The problem » Identify each line of the data below that contains the string "lawn", and copy every such line. Case counts.

(Stored items)

— start —

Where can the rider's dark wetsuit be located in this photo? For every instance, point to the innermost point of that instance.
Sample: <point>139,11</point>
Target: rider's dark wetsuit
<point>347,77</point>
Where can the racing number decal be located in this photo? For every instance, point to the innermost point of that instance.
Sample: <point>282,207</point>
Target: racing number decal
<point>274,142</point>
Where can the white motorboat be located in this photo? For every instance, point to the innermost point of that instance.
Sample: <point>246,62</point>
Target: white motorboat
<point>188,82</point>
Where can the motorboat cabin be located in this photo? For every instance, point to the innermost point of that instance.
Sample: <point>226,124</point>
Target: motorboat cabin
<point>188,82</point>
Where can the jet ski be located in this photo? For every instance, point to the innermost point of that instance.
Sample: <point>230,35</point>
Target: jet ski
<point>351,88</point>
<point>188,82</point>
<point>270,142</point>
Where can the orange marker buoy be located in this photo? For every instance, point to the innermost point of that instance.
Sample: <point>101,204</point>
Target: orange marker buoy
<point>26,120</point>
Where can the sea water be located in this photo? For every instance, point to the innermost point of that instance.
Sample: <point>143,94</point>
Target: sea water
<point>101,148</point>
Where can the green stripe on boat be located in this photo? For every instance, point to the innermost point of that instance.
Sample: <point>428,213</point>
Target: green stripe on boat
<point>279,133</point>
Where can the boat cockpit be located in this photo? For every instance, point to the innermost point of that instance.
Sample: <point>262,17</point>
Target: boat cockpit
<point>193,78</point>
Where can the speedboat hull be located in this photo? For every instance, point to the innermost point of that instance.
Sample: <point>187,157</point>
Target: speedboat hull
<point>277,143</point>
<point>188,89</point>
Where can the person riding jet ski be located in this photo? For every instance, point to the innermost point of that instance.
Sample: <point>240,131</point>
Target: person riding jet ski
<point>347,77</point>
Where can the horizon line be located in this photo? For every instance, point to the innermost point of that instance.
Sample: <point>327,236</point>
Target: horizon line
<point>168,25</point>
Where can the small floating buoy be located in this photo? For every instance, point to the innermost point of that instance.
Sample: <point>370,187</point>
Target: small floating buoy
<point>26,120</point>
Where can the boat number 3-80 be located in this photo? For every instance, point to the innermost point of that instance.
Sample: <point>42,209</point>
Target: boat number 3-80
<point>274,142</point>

— end —
— start —

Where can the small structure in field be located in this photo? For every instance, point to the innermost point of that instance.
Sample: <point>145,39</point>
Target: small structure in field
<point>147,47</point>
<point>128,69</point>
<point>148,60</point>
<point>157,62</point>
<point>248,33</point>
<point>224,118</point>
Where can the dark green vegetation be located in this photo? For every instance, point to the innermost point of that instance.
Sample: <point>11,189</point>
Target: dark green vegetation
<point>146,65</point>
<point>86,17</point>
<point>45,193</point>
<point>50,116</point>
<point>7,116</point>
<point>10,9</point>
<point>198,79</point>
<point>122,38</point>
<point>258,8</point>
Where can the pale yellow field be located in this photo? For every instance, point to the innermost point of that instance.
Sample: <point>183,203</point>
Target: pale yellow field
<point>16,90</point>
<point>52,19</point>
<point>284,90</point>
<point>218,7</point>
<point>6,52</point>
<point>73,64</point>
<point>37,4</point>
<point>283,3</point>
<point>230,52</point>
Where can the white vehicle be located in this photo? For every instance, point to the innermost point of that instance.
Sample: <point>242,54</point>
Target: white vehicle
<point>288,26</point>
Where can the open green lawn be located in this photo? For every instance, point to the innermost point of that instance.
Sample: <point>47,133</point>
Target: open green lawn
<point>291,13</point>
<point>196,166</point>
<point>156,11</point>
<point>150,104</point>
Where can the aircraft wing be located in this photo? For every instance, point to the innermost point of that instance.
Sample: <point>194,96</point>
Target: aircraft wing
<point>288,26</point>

— end —
— start —

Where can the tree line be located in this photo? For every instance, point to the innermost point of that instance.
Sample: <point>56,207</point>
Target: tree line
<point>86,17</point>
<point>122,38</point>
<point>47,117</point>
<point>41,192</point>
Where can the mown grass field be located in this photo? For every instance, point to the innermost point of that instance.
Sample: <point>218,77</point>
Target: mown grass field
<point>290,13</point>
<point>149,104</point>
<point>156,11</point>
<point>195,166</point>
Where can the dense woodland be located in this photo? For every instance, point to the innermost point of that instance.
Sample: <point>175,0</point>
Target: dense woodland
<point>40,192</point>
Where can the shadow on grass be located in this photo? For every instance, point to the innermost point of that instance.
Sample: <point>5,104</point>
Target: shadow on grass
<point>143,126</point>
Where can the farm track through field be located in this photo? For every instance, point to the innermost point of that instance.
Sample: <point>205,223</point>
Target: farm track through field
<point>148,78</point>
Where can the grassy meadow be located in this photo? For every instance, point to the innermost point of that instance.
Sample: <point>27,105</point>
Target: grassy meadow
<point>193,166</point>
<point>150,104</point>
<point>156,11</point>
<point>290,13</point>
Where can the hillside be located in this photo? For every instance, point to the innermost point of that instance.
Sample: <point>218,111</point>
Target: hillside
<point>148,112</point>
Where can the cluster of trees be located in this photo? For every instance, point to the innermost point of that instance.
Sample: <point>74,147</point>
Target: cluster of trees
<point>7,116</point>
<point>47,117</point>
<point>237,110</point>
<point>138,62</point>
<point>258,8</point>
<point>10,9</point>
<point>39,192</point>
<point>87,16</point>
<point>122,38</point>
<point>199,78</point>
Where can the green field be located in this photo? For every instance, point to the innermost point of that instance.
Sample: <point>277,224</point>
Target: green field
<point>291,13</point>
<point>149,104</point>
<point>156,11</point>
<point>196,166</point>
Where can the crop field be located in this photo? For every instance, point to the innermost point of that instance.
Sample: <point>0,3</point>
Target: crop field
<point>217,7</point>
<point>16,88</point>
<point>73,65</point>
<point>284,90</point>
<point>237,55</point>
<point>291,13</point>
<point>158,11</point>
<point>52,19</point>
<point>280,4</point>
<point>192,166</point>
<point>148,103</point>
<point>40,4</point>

— end —

Solution for this problem »
Where can the open green lawn be located in this photo? For every instance, point to the innermost point of that instance.
Target: open green lawn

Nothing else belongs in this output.